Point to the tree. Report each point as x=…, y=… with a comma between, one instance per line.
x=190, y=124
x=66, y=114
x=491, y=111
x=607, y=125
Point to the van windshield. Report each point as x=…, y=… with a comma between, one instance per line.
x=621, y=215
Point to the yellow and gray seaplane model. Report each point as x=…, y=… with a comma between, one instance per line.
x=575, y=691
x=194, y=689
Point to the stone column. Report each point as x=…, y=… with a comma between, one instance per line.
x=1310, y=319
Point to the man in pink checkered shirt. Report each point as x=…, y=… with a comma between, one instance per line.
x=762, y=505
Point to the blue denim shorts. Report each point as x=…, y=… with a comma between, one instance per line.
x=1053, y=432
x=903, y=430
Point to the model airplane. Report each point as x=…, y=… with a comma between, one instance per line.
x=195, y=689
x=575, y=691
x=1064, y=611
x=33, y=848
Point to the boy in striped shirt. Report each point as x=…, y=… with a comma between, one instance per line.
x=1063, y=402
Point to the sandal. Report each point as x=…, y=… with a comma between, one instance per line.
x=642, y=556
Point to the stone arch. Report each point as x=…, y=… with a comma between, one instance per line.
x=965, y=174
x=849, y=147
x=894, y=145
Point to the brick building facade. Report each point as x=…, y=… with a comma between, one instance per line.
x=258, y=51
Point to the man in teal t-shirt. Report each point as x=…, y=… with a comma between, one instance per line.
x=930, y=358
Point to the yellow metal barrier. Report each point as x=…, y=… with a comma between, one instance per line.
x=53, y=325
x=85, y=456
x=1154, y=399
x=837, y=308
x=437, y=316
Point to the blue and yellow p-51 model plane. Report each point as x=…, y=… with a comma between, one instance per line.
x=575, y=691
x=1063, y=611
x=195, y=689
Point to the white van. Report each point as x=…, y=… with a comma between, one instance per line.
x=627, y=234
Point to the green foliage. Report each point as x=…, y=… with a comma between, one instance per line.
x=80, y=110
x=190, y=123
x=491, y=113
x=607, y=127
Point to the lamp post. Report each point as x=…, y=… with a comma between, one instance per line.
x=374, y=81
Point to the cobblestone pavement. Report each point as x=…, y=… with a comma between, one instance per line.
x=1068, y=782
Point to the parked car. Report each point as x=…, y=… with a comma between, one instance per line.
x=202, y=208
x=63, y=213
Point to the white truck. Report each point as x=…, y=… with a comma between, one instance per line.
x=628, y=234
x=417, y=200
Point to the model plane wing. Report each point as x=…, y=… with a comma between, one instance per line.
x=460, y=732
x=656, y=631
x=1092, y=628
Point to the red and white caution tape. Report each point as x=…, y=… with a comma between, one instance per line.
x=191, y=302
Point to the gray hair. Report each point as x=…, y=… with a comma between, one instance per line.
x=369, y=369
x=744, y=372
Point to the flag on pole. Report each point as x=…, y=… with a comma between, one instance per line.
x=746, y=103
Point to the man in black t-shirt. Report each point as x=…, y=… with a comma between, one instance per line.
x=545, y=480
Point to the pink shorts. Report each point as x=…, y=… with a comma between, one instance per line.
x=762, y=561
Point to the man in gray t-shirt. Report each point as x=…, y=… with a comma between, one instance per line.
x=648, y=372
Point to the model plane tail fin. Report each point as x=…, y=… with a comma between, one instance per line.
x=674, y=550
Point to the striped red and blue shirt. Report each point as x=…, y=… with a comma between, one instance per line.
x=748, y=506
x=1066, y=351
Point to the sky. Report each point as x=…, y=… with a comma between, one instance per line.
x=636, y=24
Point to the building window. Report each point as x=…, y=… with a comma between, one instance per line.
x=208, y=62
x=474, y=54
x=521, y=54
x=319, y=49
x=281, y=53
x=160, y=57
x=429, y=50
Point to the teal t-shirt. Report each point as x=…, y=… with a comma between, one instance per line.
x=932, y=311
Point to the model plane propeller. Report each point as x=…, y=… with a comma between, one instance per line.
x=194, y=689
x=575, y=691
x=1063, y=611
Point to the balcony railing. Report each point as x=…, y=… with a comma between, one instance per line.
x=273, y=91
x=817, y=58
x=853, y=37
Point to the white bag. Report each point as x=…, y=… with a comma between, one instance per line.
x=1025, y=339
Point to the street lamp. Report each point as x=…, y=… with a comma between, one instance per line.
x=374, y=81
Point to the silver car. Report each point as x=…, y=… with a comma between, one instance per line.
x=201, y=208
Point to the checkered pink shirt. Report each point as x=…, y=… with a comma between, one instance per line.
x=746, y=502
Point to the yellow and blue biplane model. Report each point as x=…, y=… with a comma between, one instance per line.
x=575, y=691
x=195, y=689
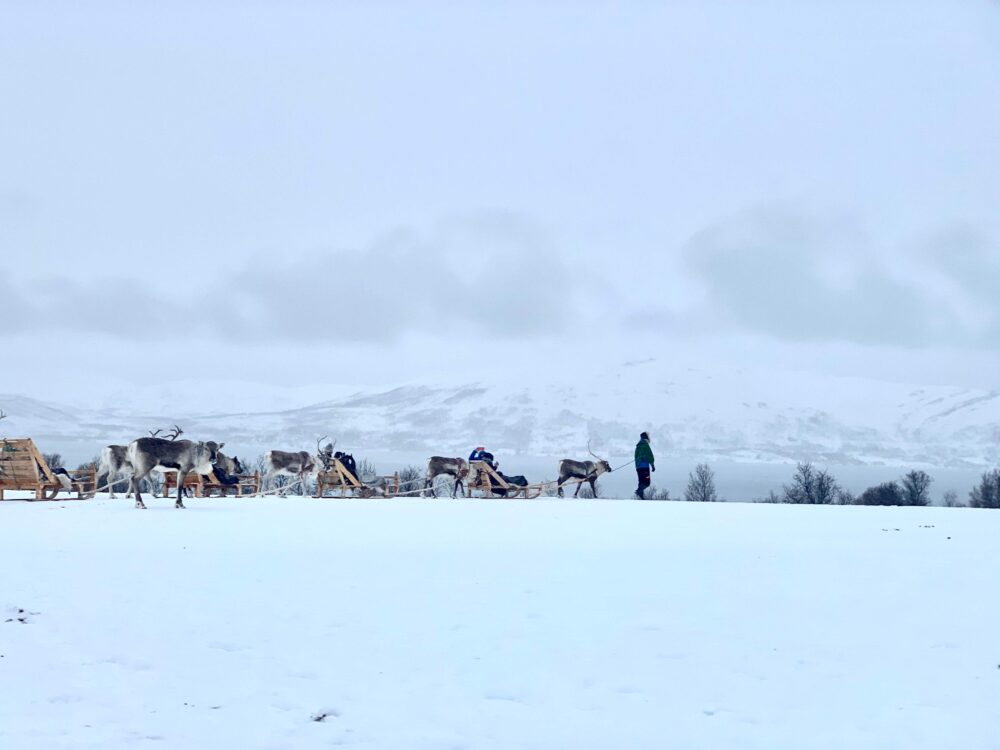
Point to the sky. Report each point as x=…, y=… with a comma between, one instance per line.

+++

■ **Task details**: Quote verbatim every line starting at the line that contains "Point to the yellow and blue" and ending with the last line of the records; omit all pictures.

■ **Response area**:
Point to the yellow and blue biplane model. Report each point as x=…, y=… with a comma between, one instance per line.
x=575, y=691
x=195, y=689
Point to the sky. Report each point as x=…, y=… with a comma between, one instance per line.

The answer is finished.